Front Porch Books is a monthly tally of books--mainly advance review copies (aka "uncorrected proofs" and "galleys")--I've received from publishers, but also sprinkled with packages from Book Mooch, Amazon and other sources. Because my dear friends, Mr. FedEx and Mrs. UPS, leave them with a doorbell-and-dash method of delivery, I call them my Front Porch Books. In this digital age, ARCs are also beamed to the doorstep of my Kindle via NetGalley and Edelweiss. Note: most of these books won't be released for another 2-6 months; I'm just here to pique your interest and stock your wish lists. Cover art and opening lines may change before the book is finally released.
The Infernal by Mark Doten (Graywolf Press): I'll begin and end this discussion of Mark Doten's debut novel with some ripe Blurbworthiness; first from Ben Marcus (author of The Flame Alphabet): “The Infernal is insane. Mark Doten turns his war criminals into the lecherous cartoons they might really be, as if the Warren Report were a drugged-out musical. From now on I want all of my novels this brilliant, this crazily pitched, this original.” Insane and original--those were just two of the words swooping through my head like dark bird-like shadows as I leafed through the pages of my advance reader's copy of The Infernal. Some pages are straightforward text, some are transcripts of military reports, others are reproductions of computer screens using Memex [Wikipedia: The memex (a portmanteau of "memory" and "index" or "memory" and "extender") is the name of the hypothetical proto-hypertext system that Vannevar Bush described in his 1945 Atlantic Monthly article "As We May Think." Bush envisioned the memex as a device in which individuals would compress and store all of their books, records, and communications, "mechanized so that it may be consulted with exceeding speed and flexibility." The memex would provide an "enlarged intimate supplement to one's memory." The concept of the memex influenced the development of early hypertext systems (eventually leading to the creation of the World Wide Web) and personal knowledge base software. However, the memex system used a form of document bookmark list, of static microfilm pages, rather than a true hypertext system where parts of pages would have internal structure beyond the common textual format.] I don't know what to make of Doten's book, but I guarantee that I'm intrigued. Here's the Jacket Copy:
In the early years of the Iraq War, a severely burned boy appears on a remote rock formation in the Akkad Valley. A shadowy, powerful group within the U.S. government speculates: Who is he? Where did he come from? And, crucially, what does he know? In pursuit of that information, an interrogator is summoned from his prison cell, and a hideous and forgotten apparatus of torture, which extracts “perfect confessions,” is retrieved from the vaults. Over the course of four days, a cavalcade of voices rises up from the Akkad boy, each one striving to tell his or her own story. Some of these voices are familiar: Osama bin Laden, L. Paul Bremer, Condoleezza Rice, Mark Zuckerberg. Others are less so. But each one has a role in the world shaped by the war on terror. Each wants to tell us: This is the world as it exists in our innermost selves. This is what has been and what might be. This is The Infernal.

== Data supplied ==
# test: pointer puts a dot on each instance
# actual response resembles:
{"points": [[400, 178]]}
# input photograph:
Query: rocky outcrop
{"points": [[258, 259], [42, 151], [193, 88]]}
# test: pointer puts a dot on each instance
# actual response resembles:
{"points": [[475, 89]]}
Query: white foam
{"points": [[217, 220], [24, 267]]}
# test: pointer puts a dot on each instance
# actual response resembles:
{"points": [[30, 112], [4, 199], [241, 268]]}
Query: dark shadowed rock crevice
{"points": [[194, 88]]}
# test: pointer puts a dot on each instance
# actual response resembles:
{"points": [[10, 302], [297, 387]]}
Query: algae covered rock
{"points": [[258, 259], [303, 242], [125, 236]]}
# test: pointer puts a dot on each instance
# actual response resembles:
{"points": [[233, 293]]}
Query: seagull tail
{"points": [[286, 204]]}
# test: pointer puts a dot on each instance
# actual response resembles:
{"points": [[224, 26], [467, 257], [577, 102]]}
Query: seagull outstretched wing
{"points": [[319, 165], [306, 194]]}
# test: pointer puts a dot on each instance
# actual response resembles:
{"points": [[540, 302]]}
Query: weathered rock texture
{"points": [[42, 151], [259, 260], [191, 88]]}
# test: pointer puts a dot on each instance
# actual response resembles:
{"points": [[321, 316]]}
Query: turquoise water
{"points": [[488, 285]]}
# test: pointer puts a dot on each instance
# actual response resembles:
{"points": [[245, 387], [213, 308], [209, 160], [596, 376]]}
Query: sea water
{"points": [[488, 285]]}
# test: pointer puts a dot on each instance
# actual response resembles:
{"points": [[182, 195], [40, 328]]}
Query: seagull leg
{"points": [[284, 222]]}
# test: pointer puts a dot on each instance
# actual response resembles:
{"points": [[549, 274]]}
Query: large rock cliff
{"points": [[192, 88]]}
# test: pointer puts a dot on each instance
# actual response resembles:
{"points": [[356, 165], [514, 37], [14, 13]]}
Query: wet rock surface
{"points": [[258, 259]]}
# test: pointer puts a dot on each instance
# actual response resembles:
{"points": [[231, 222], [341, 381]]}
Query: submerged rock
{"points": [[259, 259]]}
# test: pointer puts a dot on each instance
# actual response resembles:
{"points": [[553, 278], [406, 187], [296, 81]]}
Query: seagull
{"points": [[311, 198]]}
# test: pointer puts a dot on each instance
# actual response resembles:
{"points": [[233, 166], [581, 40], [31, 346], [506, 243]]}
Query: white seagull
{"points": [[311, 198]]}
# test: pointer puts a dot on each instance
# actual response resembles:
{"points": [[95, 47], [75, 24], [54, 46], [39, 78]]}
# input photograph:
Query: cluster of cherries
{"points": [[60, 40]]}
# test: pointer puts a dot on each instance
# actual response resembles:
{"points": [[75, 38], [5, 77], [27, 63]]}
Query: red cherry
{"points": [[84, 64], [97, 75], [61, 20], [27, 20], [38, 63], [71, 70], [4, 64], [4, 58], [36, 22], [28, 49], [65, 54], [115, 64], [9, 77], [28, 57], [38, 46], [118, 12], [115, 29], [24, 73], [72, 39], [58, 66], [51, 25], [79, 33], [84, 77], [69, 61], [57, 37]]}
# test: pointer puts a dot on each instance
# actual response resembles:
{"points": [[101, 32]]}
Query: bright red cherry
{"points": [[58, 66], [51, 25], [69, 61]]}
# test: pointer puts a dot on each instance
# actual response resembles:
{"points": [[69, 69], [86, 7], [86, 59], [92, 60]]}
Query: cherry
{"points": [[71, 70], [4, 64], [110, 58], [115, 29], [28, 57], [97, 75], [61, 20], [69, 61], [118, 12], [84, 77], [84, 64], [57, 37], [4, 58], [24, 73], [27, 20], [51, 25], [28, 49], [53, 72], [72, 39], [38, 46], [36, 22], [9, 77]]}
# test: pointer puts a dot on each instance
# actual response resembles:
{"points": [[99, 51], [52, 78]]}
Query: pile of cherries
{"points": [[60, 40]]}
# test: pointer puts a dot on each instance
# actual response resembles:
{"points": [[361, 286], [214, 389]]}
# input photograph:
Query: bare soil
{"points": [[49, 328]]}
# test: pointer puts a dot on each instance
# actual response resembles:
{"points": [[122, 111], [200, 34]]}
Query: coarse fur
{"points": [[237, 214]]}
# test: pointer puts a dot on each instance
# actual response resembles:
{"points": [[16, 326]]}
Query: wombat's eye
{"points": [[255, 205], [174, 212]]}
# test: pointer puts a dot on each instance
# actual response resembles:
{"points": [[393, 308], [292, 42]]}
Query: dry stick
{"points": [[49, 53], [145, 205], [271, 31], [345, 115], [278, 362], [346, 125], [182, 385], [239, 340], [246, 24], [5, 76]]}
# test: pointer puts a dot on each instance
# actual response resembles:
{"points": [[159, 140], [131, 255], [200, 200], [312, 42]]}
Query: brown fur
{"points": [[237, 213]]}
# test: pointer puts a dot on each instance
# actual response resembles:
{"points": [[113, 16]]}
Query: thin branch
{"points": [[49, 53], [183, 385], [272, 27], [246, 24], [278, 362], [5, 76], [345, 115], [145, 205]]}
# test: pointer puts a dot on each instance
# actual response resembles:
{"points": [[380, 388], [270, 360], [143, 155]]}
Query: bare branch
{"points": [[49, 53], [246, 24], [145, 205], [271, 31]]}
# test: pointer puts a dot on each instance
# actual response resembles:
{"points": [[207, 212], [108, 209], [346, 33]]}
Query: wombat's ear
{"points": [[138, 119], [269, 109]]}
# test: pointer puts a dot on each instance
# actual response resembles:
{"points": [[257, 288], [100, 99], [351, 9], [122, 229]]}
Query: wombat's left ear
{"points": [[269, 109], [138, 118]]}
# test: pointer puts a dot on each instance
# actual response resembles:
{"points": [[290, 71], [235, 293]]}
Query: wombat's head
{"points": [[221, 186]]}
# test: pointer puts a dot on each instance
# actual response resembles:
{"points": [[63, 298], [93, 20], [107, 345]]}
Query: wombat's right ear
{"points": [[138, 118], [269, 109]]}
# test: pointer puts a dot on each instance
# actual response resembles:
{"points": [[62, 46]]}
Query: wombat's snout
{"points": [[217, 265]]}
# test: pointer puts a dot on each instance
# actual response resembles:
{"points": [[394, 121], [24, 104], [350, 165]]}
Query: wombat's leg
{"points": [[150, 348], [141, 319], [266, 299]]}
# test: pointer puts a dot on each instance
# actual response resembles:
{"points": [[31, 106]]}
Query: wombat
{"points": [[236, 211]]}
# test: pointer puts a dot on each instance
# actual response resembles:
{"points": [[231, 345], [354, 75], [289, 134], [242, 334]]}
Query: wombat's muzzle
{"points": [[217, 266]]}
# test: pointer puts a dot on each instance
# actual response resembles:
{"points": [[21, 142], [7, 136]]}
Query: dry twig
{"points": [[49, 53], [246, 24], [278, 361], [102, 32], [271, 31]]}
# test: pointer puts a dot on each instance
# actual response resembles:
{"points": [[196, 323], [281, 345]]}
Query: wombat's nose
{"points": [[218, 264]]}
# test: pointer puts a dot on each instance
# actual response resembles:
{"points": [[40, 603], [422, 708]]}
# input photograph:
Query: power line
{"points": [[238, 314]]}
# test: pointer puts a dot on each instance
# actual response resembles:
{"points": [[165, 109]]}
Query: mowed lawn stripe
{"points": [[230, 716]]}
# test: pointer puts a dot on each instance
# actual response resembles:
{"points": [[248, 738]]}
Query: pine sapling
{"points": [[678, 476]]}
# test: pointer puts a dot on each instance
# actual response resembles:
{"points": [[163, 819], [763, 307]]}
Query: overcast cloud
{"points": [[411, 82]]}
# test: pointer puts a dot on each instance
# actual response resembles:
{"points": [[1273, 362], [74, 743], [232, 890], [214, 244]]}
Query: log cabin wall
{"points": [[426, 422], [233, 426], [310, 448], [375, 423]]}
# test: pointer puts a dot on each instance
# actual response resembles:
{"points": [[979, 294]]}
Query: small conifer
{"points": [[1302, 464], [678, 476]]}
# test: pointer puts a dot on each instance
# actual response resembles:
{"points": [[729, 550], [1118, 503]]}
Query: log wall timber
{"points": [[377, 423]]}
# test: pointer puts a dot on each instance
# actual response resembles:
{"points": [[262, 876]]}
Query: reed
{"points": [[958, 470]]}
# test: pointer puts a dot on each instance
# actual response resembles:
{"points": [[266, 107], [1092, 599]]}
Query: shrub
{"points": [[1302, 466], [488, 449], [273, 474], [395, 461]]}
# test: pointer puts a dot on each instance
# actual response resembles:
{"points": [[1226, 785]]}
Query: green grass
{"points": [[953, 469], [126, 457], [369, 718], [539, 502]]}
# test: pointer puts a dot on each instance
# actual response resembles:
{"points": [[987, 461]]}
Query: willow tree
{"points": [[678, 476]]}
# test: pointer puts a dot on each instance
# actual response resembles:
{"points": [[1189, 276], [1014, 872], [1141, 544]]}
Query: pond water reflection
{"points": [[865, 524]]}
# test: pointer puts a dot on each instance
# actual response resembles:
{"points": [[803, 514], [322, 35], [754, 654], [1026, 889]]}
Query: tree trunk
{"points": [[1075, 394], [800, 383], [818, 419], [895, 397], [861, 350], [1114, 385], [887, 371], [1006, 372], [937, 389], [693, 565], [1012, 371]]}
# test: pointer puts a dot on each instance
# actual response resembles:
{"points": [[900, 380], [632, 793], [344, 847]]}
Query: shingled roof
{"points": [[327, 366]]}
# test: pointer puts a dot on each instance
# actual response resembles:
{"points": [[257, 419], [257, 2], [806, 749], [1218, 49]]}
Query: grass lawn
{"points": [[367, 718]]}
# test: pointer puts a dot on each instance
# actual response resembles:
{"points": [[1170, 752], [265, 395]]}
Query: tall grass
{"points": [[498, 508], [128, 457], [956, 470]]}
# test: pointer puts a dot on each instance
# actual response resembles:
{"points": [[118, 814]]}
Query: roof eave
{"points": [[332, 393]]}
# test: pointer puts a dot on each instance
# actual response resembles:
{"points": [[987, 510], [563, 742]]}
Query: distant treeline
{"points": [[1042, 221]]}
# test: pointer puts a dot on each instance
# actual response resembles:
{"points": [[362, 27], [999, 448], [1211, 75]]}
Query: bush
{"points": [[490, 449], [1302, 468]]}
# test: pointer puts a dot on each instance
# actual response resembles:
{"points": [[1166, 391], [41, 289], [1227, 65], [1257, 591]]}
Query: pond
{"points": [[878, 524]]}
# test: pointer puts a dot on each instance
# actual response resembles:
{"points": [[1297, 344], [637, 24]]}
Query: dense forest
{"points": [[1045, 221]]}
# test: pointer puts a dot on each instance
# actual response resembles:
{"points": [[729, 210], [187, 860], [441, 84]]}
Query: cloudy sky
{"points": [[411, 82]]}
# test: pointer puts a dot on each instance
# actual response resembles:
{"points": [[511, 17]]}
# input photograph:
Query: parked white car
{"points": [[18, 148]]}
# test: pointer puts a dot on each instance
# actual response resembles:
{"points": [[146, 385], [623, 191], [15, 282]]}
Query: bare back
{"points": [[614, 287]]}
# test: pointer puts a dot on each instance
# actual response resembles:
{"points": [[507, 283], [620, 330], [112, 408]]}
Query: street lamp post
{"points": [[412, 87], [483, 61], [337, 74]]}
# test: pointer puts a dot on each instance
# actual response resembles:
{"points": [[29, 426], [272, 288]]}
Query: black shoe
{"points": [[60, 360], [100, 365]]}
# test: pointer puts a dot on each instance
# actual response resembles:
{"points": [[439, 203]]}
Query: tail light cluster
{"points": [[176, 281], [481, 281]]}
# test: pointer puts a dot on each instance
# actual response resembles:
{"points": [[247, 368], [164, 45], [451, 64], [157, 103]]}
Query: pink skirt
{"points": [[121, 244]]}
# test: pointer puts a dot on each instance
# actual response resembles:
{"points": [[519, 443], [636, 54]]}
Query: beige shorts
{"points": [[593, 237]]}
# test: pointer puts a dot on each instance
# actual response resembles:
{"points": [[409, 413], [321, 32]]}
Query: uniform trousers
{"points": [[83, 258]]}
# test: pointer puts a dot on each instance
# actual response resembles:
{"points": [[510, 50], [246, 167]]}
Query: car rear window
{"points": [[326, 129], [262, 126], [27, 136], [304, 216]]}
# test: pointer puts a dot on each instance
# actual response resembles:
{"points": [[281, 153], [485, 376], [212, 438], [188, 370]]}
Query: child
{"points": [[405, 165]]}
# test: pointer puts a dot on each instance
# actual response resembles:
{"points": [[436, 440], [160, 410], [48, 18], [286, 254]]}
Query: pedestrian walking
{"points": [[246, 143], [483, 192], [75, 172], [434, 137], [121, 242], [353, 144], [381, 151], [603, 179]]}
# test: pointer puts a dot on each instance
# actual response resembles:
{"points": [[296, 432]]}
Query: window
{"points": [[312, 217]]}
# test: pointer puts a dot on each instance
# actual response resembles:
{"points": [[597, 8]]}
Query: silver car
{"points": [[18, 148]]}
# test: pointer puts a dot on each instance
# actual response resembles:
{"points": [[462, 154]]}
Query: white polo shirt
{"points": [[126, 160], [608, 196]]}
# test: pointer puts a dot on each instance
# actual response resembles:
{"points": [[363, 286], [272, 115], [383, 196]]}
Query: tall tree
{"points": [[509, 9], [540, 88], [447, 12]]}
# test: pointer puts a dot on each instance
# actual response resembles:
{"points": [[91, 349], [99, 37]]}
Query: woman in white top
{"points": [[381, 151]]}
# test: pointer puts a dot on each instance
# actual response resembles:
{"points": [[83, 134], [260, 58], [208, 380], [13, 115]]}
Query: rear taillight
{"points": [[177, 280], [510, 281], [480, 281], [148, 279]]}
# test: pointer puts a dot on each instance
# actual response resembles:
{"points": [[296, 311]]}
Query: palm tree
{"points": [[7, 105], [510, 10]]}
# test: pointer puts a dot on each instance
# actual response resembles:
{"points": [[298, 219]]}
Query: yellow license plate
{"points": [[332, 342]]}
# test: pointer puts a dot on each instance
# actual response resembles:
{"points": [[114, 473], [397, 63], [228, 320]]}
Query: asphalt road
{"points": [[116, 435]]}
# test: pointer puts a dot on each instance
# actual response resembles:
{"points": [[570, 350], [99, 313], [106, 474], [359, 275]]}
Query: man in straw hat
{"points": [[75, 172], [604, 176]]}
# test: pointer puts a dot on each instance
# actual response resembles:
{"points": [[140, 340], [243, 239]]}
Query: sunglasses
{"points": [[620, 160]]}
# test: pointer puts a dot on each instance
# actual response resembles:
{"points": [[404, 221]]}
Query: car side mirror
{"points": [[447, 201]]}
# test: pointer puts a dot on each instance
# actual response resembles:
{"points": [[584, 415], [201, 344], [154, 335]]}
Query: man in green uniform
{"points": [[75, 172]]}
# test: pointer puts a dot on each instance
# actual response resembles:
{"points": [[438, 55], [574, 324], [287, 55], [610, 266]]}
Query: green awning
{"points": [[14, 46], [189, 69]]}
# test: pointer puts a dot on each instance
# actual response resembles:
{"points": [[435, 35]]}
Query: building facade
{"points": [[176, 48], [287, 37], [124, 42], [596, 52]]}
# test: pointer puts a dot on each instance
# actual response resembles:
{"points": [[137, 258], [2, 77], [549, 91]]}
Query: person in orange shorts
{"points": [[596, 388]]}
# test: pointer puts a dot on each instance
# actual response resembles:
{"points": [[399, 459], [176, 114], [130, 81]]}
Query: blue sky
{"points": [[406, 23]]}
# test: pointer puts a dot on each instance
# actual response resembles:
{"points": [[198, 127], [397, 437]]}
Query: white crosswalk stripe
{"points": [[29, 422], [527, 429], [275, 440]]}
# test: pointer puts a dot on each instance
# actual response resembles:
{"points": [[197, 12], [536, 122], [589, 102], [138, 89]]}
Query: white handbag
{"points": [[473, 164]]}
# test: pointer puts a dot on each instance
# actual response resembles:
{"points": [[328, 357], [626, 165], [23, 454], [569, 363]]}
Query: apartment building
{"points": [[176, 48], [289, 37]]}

== Work to complete ==
Print the part of the Front Porch Books post from "Front Porch Books is" up to and including "is finally released.". The listing was taken from a different source than the Front Porch Books post.

== The reply ==
Front Porch Books is a monthly tally of books--mainly advance review copies (aka "uncorrected proofs" and "galleys")--I've received from publishers, but also sprinkled with packages from Book Mooch, Amazon and other sources. Because my dear friends, Mr. FedEx and Mrs. UPS, leave them with a doorbell-and-dash method of delivery, I call them my Front Porch Books. In this digital age, ARCs are also beamed to the doorstep of my Kindle via NetGalley and Edelweiss. Note: most of these books won't be released for another 2-6 months; I'm just here to pique your interest and stock your wish lists. Cover art and opening lines may change before the book is finally released.